> What is being asked
Print every item below word for word, leaving out the pictures.

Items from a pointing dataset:
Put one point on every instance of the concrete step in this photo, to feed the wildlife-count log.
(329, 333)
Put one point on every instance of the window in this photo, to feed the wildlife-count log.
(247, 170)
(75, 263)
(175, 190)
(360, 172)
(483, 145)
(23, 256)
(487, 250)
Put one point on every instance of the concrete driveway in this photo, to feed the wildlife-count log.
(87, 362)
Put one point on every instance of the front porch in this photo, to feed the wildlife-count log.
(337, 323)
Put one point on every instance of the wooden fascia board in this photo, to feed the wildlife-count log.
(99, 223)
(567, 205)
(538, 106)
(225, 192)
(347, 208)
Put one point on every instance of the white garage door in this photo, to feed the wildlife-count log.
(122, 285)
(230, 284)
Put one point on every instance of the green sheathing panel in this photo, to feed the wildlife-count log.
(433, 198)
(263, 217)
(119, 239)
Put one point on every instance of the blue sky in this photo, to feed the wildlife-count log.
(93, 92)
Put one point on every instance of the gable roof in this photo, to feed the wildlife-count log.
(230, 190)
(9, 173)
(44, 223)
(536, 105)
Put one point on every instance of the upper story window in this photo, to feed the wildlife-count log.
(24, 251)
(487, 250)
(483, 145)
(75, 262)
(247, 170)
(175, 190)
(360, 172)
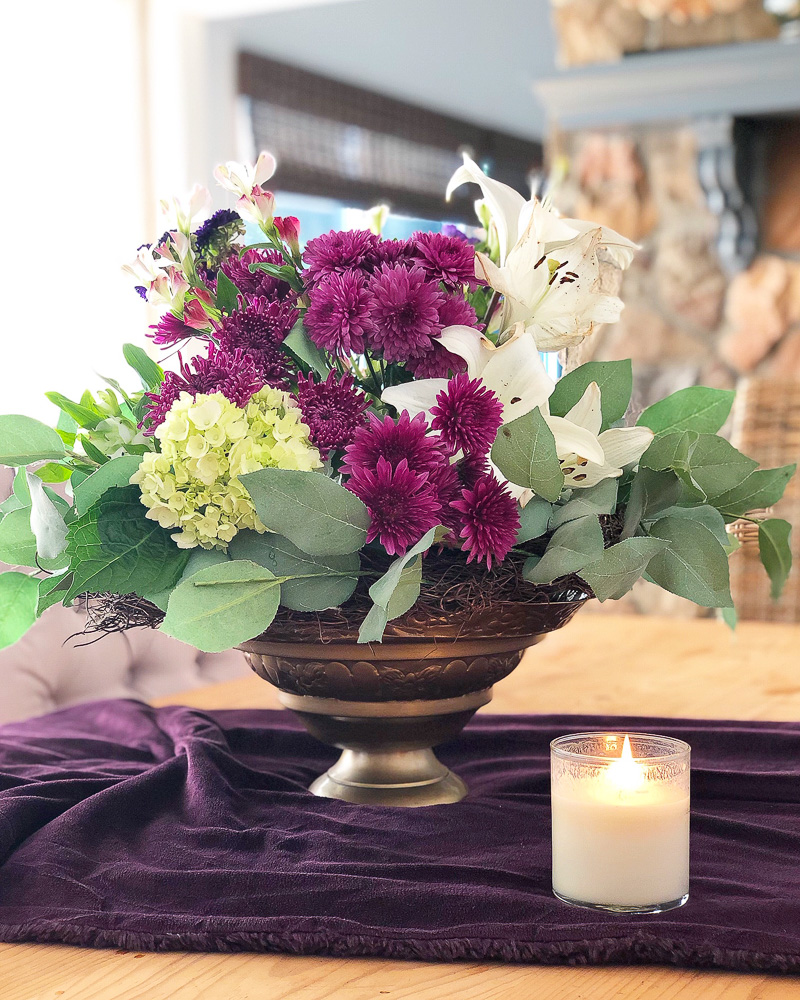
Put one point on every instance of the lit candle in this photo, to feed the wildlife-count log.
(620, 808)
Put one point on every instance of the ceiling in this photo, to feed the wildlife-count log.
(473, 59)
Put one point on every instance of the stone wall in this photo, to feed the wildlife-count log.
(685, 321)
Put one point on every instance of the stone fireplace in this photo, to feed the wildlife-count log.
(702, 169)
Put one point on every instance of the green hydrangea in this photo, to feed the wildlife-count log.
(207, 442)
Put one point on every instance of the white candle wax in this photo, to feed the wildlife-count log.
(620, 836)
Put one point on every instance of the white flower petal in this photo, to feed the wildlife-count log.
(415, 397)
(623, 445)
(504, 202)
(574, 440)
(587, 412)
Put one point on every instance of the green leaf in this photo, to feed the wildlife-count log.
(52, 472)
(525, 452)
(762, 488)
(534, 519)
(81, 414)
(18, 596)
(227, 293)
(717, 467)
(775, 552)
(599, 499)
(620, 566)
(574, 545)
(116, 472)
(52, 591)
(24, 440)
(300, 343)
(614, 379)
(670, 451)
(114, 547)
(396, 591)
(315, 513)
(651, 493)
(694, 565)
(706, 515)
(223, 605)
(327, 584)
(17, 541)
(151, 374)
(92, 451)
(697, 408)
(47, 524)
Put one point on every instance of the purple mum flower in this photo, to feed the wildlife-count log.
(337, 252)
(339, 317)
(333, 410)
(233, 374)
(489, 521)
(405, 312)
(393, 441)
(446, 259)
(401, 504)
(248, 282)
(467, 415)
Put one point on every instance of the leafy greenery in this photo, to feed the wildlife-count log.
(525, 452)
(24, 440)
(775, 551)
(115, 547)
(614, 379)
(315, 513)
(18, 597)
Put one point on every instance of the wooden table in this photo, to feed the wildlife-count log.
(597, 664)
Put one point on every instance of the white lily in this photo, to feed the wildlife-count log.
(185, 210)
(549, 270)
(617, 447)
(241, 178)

> Result for this exercise
Put one point on every instance of the concrete step in this photo, to feed the wildlife-count log.
(329, 333)
Put one point on every instance of the window in this photo, to feed the wildlife-count log.
(247, 170)
(75, 263)
(175, 190)
(360, 172)
(483, 145)
(23, 256)
(487, 250)
Put one point on every instance of the concrete driveway in this photo, to feed the wildlife-count log.
(87, 362)
Put one point on every instance of the front porch in this photo, to feed the wildlife-count log.
(337, 323)
Put one point on every instance of the wooden fascia board in this photo, to feed the wildlife-count log.
(99, 223)
(567, 205)
(538, 106)
(225, 192)
(347, 208)
Put one point on every instance of the white garage door in this photo, to feed the wildlife-count log.
(122, 285)
(230, 284)
Put one point on every instance of the green sheathing panel in this photo, to feed the wildlife-count log.
(433, 198)
(263, 217)
(119, 239)
Put one point on every instance of the blue sky in this photo, to feed the wildlife-count log.
(93, 92)
Put one point on every instance of the gable roof in this photo, to feed the wildlife-count log.
(230, 190)
(9, 173)
(44, 223)
(536, 105)
Put one point on every instance of the upper story window in this photo, to feed the wildlife-count log.
(24, 251)
(487, 250)
(483, 145)
(75, 262)
(247, 170)
(175, 190)
(360, 172)
Put one point on every instance of the lit candle in this photo, to feed the wildlife-count log.
(620, 808)
Put one point on every instance of the ceiling in this photo, to feed the wildlife-count log.
(473, 59)
Put one point on every instance of the stone wall in this photo, to feed the wildlife-count log.
(685, 321)
Put one point on every instance of the stone fireplace in this photo, to feed the wildlife-count log.
(702, 169)
Put one point on every instance of the green hydrangea in this photo, to feed the wildlife-count log.
(207, 442)
Put one point on every instance of the white candle wax in this photo, to feed the wildlife-count log.
(620, 836)
Put one point on every instance of the white flower petal in this photo, to feed the wildlife-count log.
(415, 397)
(623, 445)
(504, 202)
(574, 440)
(587, 412)
Put one point on every instance of the green leaf in this photo, to feed the wildlife-count log.
(52, 472)
(525, 452)
(762, 488)
(534, 519)
(81, 414)
(18, 596)
(227, 293)
(717, 467)
(775, 552)
(599, 499)
(620, 566)
(574, 545)
(116, 472)
(52, 591)
(24, 440)
(300, 343)
(614, 379)
(670, 451)
(114, 547)
(396, 591)
(315, 513)
(651, 493)
(694, 565)
(706, 515)
(223, 605)
(327, 584)
(17, 541)
(151, 374)
(92, 451)
(697, 408)
(47, 524)
Put one point on every instance of the purple mum flower in this photo, to feed the wildlife-count log.
(337, 252)
(339, 317)
(333, 410)
(233, 374)
(489, 521)
(405, 312)
(393, 441)
(446, 259)
(401, 504)
(248, 282)
(467, 415)
Put one point on every instance of the leafy greenery in this photo, to feed the wildlife-count log.
(525, 452)
(24, 440)
(775, 551)
(115, 547)
(614, 379)
(315, 513)
(18, 597)
Put one point on every instance of the wooden table in this photo, to feed the wildlife-count log.
(597, 664)
Put one point on every instance of the white lily in this photo, to feed the wildlife-count log.
(185, 210)
(549, 270)
(617, 447)
(241, 178)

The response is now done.